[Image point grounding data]
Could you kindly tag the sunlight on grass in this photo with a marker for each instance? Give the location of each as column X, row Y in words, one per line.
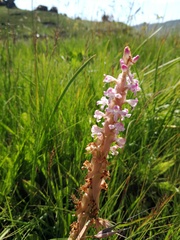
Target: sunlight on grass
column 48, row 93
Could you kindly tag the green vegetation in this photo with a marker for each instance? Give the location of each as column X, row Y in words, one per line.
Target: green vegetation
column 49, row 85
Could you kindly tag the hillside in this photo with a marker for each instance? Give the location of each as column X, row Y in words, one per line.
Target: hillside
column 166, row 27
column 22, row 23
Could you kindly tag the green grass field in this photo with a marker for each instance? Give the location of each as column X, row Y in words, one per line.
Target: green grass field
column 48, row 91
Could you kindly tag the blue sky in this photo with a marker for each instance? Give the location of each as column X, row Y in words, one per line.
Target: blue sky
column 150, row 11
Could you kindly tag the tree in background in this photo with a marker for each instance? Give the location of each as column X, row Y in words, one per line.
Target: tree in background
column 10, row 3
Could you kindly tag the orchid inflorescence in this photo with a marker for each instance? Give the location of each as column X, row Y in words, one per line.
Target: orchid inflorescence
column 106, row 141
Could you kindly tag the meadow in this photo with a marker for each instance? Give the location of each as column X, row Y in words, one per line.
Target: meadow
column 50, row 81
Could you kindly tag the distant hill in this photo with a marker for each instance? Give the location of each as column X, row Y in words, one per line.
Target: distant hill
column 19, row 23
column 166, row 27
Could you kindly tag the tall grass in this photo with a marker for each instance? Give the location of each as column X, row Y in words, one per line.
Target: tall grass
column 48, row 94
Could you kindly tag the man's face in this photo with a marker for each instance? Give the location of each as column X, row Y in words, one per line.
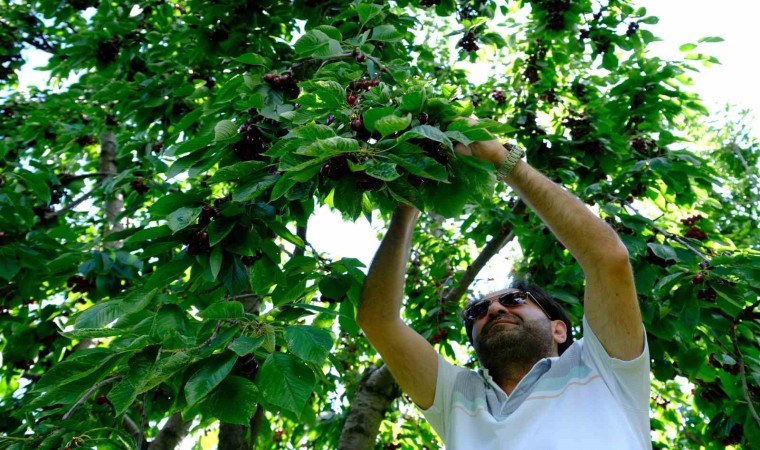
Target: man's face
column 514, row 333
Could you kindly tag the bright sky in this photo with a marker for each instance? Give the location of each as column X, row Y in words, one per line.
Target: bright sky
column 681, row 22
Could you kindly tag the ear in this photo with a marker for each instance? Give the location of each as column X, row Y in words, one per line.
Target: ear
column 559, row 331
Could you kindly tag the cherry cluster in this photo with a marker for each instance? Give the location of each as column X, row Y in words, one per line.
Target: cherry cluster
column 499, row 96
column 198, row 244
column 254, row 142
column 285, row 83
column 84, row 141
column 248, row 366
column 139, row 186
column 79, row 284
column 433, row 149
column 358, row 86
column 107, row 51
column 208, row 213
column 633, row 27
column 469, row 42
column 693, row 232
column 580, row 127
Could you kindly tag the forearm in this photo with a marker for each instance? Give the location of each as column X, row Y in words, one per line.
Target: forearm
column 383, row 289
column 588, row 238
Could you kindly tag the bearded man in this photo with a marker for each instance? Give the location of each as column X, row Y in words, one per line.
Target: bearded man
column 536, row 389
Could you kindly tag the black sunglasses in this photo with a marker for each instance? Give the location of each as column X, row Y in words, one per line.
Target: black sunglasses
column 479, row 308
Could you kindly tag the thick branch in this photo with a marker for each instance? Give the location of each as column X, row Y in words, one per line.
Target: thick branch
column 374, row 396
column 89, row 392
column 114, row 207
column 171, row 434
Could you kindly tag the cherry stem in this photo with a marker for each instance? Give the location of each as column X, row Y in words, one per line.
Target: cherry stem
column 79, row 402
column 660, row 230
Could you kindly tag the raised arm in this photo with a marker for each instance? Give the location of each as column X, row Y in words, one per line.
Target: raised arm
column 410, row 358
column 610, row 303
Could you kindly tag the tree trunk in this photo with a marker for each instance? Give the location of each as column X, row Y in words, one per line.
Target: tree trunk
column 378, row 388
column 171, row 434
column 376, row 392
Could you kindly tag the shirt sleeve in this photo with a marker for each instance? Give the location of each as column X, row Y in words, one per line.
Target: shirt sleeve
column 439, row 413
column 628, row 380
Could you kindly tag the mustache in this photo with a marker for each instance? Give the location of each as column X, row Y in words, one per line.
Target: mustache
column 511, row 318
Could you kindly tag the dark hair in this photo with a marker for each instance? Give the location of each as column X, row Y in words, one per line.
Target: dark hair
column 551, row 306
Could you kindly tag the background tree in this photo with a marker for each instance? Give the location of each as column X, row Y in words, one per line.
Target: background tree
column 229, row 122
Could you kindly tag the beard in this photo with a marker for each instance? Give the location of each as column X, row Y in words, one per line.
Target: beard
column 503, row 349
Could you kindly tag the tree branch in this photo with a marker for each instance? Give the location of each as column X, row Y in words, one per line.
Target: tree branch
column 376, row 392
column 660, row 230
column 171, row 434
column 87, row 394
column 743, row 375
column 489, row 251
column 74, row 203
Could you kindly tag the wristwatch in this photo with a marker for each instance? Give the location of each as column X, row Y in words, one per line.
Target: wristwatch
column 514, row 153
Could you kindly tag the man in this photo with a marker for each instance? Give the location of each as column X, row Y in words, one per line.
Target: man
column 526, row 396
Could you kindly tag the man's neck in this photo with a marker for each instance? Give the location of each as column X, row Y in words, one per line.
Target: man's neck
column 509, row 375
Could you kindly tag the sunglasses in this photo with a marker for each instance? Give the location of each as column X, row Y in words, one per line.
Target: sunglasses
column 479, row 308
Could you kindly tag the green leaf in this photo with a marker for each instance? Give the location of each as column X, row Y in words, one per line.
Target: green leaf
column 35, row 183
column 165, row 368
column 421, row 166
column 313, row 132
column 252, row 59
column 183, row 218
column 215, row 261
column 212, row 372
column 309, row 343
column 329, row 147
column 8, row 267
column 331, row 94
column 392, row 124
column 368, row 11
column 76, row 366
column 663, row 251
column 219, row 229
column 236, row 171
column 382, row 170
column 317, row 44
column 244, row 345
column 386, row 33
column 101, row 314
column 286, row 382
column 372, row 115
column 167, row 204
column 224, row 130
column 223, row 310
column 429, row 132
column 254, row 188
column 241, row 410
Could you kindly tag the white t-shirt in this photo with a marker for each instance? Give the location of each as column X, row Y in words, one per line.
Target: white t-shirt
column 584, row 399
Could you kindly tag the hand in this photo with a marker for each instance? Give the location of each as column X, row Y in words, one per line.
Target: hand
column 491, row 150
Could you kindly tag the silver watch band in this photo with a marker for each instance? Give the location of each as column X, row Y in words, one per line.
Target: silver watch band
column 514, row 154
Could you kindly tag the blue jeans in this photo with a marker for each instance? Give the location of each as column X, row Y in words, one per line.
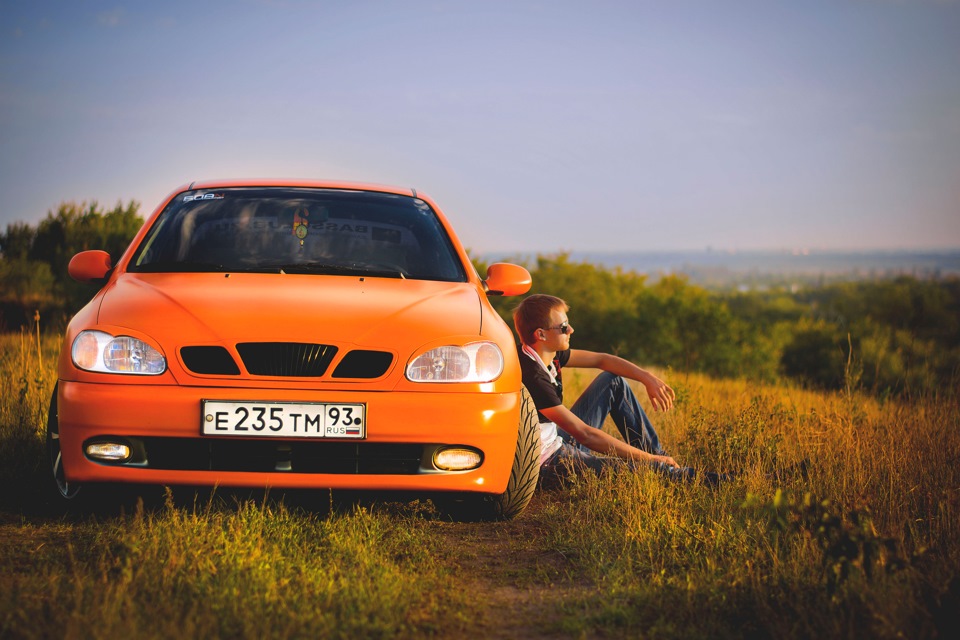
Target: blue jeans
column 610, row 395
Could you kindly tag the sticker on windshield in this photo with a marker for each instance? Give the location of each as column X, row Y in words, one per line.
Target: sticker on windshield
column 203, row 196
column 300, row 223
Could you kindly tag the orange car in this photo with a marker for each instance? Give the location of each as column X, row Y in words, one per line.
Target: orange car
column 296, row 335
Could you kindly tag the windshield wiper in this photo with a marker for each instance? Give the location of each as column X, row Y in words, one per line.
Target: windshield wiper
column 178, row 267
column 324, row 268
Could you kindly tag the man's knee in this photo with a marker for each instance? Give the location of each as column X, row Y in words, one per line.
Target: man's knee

> REQUIREMENT: Only the lines that contain the string "knee" are to be copied from the records.

> ANSWER TO THE EXERCISE:
Could you kindly tag the man's knee in this photo with a marker for each instance? Give the location of each as column X, row Y in words, one per line.
Target: man's knee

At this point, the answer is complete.